____ SUPPLIED RECORDS

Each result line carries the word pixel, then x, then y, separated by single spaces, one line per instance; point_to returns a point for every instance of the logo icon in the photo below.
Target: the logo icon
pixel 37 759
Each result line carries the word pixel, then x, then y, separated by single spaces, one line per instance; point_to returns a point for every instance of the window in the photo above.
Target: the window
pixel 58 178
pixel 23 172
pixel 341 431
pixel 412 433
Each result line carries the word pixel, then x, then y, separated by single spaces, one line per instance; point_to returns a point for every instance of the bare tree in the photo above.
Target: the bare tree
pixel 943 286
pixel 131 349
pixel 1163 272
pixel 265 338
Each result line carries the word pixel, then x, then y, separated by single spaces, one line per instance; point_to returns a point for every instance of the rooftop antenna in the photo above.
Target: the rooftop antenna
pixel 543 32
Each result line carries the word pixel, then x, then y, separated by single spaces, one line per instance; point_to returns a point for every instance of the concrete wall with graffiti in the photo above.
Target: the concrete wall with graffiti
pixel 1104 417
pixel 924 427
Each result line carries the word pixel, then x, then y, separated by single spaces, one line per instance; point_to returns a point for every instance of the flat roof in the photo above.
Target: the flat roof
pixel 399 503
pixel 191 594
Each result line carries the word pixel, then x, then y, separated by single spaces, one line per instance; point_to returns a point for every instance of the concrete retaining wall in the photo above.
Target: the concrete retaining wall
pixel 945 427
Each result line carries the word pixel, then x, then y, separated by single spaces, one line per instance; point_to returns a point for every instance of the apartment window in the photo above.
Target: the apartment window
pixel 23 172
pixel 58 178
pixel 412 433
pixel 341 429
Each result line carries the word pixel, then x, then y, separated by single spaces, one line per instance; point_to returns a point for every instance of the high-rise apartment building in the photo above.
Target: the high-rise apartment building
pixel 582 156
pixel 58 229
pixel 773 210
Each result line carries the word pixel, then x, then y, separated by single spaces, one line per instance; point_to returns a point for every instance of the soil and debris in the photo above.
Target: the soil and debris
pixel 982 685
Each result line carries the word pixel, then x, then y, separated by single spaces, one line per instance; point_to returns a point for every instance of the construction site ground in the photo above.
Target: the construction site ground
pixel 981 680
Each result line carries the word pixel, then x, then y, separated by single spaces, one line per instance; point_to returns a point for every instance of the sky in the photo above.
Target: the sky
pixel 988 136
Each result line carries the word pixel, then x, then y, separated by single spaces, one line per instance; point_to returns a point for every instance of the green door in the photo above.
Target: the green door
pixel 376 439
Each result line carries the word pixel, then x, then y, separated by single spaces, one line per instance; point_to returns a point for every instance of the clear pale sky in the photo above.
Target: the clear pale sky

________

Rename "point_to" to "mark_points" throughout the lines above, and reproduce every line with nothing else changed.

Each result line carries the word pixel, then x, then y, separated by single spaces, one line per instance; mark_points returns a point for every instance of the logo icon in the photo below.
Target: the logo icon
pixel 37 759
Each result line carries the word pixel, then x, then y, separated by single spaces, one line per instance; mark_points returns a point for every instance of the window in the photo above.
Target: the window
pixel 58 178
pixel 23 172
pixel 341 431
pixel 412 433
Each result line carries the word pixel, then x, then y, separated by single spaces, one line per instance; mark_points returns a point for every instance of the bare tree in the photo above.
Target: the bare tree
pixel 943 286
pixel 131 349
pixel 1163 272
pixel 265 338
Each result line carries the word pixel, then x, then y, separated by single spaces, one line per instance; mark_points returns a point for every instance of the rooftop antenna in the photo above.
Target: the rooftop antenna
pixel 543 32
Each result line carries the word pixel, then x, then y, separated by single spaces, one line per instance; mark_points returns a point for every instance of the concrete wall with graffiti in the photo above.
Target: the concrete wall with graffiti
pixel 1104 417
pixel 924 427
Each result line carries the word pixel, then x, then y, separated by single spaces, one line per instance; mark_points returns a point for every instance of the flat roof in the photo above.
Target: the flat roof
pixel 399 503
pixel 191 594
Each result line carries the word pixel, then x, then y, separated by single spaces, one line per instance; mark_points returns a point for every instance of the concrete retaining wall in the photo above.
Target: the concrete retaining wall
pixel 945 427
Each result line carries the word pixel, then x, then y, separated by single spaces, one line per instance; mark_points returns a point for every instance of the apartment window in the photo above.
Target: the apartment window
pixel 23 172
pixel 58 178
pixel 412 433
pixel 341 429
Each result line carries the word pixel, then x, then y, separated by single spaces, one line per instance; mark_points returns a point for every instance of the high-rise apartment building in the photo above.
Target: the high-rise apartment building
pixel 582 156
pixel 58 229
pixel 773 210
Each result line carries the word pixel, then x, then y, separated by single spaces, one line per instance; mark_points returns a point for every instance of the soil and debris in the photo above.
Target: the soil and debris
pixel 982 685
Each result line carries the word pixel, then x, then y, separated by single spaces, one line per instance; mark_points returns a point for every instance of the construction site ground in the photo above.
Target: the construction site ground
pixel 981 680
Each result line carries the word pixel, then x, then y, separated by single spaces, one line per instance; mark_points returns a point for every instance of the sky in the photo above.
Target: the sky
pixel 988 136
Each result line carries the word pixel, then x, then y, separated by single spaces, one line per instance; mark_points returns a point for every instance of the green door in the photo above.
Target: the green door
pixel 376 439
Each result line carries the word pixel, then x, then y, separated by single spaces, one line per instance; mark_points returns a point for every instance of the clear pale sky in the photo above.
Target: the clear pale sky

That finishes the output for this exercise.